── 文档正文

三。图的计算模型(重点)——Pregel的编程模型

1)定义

很多有关图的算法都是基于Pregel实现的。

其核心为三个函数(用户可自定义实现这些函数体,但函数输入输出的格式已固定),如下:

(以下解释是翻译源码注释)

vprog函数:

官方解释:用户定义的顶点程序。该顶点程序运行在每个顶点上,接受到达该顶点的消息并计算一个新的顶点值。在第一次迭代中,顶点程序在所有顶点上调用,并传递默认消息。在随后的迭代中,顶点程序只在接收消息的顶点上调用。

通俗用语:用户可自定义实现函数体,在第一次迭代中,函数作用于图的每个顶点,在随后的迭代中,该函数只作用接收message的顶点。函数的入参是顶点属性值和顶点接收的message(message类型用户可以自定义),通过用户实现的函数体+message来更新顶点原来的属性值。顶点接收的message应该是sendMsg+mergeMsg函数的结果。

sendMsg函数:

官方解释:用户提供的函数,该函数应用于当前迭代中接收消息的顶点的外边缘。

通俗用语:用户可自定义实现函数体,函数作用于图的每条边,函数的入参是边的三元组,通过用户实现的函数体+边的三元组(源顶点及其属性,目标顶点及其属性,源顶点与目标顶点之间边的属性)向顶点传递message(用户可以自定义message类型)。

mergeMsg函数:

官方解释:用户提供的函数,接收两个类型为A的信息,合并成一个类型为A的信息。这个函数一定是可交换的和可关联的,并且在理想的情况下,类型为A的信息的大小不应该增加。

通俗用语:用户可自定义实现函数体,函数作用于图的每个顶点,根据sendMsg函数向每个顶点传递message,mergeMsg函数主要是合并传递给顶点的两个message。假设message类型为A,该函数的入参是两个类型为A的message,通过用户实现的函数体+两个message合并成一个类型为A的message。

  /**
   * Execute a Pregel-like iterative vertex-parallel abstraction.  The
   * user-defined vertex-program `vprog` is executed in parallel on
   * each vertex receiving any inbound messages and computing a new
   * value for the vertex.  The `sendMsg` function is then invoked on
   * all out-edges and is used to compute an optional message to the
   * destination vertex. The `mergeMsg` function is a commutative
   * associative function used to combine messages destined to the
   * same vertex.
   *
   * On the first iteration all vertices receive the `initialMsg` and
   * on subsequent iterations if a vertex does not receive a message
   * then the vertex-program is not invoked.
   *
   * This function iterates until there are no remaining messages, or
   * for `maxIterations` iterations.
   *
   * @tparam VD the vertex data type
   * @tparam ED the edge data type
   * @tparam A the Pregel message type
   *
   * @param graph the input graph.

────

待办任务 –
(a) 能否逐字引用这篇Pregel编程模型文字中介于“其核心为三个函数(用户可自定”与“序只在接收消息的顶点上调用。”之间的部分,首尾两处都包括在内?
(b) 下列条目里,哪些行含有字符串“white”?请找出并照抄所有这样的行,大小写须完全一致。

── 所给数据

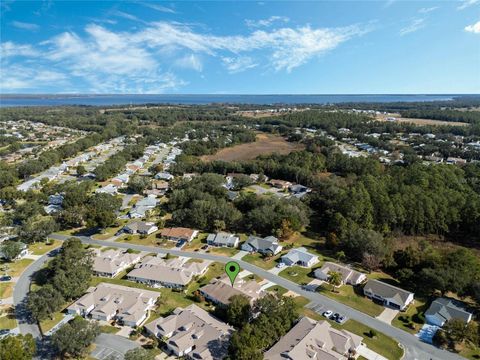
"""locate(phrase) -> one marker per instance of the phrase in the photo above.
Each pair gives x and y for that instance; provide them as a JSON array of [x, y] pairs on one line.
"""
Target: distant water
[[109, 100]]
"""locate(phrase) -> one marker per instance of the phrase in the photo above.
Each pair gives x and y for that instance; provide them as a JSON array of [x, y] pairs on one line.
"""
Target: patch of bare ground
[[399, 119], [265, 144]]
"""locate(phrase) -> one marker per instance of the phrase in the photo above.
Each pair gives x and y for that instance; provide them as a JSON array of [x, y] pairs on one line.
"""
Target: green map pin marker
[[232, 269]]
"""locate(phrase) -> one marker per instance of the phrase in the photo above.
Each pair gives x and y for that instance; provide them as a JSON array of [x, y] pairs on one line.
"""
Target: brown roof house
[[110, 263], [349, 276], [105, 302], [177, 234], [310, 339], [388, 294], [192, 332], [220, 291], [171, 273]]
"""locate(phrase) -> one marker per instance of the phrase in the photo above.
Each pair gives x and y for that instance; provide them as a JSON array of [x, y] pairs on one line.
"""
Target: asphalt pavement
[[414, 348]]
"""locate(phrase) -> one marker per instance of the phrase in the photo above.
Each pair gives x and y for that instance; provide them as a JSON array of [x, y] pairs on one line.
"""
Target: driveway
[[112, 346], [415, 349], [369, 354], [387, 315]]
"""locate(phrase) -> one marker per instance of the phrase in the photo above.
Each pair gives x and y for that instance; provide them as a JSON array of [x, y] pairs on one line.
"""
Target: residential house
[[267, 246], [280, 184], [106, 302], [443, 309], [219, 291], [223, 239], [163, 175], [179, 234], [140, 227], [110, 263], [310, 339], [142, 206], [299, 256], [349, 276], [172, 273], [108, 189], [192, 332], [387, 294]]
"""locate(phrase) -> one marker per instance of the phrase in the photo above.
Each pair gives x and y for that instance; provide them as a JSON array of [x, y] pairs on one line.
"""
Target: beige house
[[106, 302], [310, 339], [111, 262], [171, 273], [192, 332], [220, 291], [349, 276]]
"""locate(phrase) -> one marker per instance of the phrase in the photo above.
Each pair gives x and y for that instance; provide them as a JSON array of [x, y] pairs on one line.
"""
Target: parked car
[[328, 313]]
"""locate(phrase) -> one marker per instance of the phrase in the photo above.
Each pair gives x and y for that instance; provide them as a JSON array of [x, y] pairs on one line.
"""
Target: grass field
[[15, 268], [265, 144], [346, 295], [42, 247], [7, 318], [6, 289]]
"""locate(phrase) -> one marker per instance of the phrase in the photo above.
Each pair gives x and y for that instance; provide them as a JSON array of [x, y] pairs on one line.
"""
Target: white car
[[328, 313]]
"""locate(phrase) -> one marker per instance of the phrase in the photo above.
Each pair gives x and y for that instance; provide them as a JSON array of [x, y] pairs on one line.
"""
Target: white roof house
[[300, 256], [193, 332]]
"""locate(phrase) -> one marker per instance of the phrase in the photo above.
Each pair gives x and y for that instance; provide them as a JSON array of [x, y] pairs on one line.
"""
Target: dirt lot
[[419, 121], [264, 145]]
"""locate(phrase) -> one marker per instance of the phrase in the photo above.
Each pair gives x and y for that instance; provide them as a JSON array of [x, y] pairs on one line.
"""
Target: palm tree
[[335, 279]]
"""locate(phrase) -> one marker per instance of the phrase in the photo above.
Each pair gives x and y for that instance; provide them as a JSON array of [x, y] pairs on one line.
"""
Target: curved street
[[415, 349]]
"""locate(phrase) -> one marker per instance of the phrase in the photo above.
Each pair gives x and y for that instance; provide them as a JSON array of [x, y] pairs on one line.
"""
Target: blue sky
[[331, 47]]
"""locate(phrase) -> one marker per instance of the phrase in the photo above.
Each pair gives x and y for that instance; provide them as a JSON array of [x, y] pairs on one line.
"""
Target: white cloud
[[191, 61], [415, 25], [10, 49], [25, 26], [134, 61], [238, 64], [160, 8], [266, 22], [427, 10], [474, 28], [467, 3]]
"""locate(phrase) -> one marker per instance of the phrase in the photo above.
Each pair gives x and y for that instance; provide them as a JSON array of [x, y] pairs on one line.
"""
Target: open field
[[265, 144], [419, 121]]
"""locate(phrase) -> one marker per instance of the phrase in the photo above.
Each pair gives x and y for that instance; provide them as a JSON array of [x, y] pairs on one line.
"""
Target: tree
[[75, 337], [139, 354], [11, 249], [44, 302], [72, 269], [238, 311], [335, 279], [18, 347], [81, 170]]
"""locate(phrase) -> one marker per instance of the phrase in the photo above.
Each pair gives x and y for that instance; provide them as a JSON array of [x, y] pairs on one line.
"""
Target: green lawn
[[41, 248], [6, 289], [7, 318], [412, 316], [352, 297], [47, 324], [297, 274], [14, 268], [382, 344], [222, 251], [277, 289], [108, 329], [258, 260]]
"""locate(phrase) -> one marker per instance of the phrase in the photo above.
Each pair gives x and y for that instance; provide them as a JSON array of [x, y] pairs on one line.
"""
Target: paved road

────

练习结果 –
(a)
其核心为三个函数(用户可自定义实现这些函数体,但函数输入输出的格式已固定),如下:

(以下解释是翻译源码注释)

vprog函数:

官方解释:用户定义的顶点程序。该顶点程序运行在每个顶点上,接受到达该顶点的消息并计算一个新的顶点值。在第一次迭代中,顶点程序在所有顶点上调用,并传递默认消息。在随后的迭代中,顶点程序只在接收消息的顶点上调用。

(b)
Target: white car
Target: white roof house
Target: white cloud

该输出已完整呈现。